Изложите короче абзац текста, который начинается словами «Демонстрирую. Вот после скандала». Основные факты сохраните.

------ ИСХОДНЫЙ ТЕКСТ ------

Я очень люблю жанр комедии, работаю по преимуществу в нем. Но здесь нет автоматизма. Каждый раз я должен «завести» себя на этот жанр. А если случилась какая-то неприятность, я огорчен или расстроен, то приходится, грубо говоря, и «вздрючивать» себя, чтобы попасть в струю этой самой установки.
Р. Б. Я думаю, что историю нашего героя можно показать только через призму иронии, мобилизуя свое чувство юмора. Иначе это была бы удивительно претенциозная (пусть даже в комедийном ключе) картина с морализующим итогом: не делай так. И действительно, многие вещи были бы недопустимы.
Демонстрирую. Вот после скандала в своем отделе, где Сергей проявил себя не лучшим образом, он садится в машину, проводит рукой по лицу, чтобы избавиться от того неприятного ощущения, которое осталось у него после этой сцены. Нам важно показать, что он переживает случившееся, что скандал остался в душе неприятным осадком. В том же состоянии он едет по улице. Что же мы делаем дальше? Запускаем машину с двумя девицами, и на остановке у светофора Сергей начинает с ними заигрывать. Это та парадоксальность характера, о которой говорилось.

------ ПЕРЕЧЕНЬ ЗАПИСЕЙ ------

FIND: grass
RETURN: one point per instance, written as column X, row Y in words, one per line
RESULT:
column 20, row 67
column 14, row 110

------

ВЫПОЛНЕННОЕ ЗАДАНИЕ => После скандала в своем отделе, где Сергей проявил себя не лучшим образом, он садится в машину и проводит рукой по лицу, чтобы избавиться от неприятного ощущения. Важно показать, что он переживает случившееся. В том же состоянии он едет по улице. Рядом появляется машина с двумя девицами, и на остановке у светофора Сергей начинает с ними заигрывать. В этом видна парадоксальность его характера.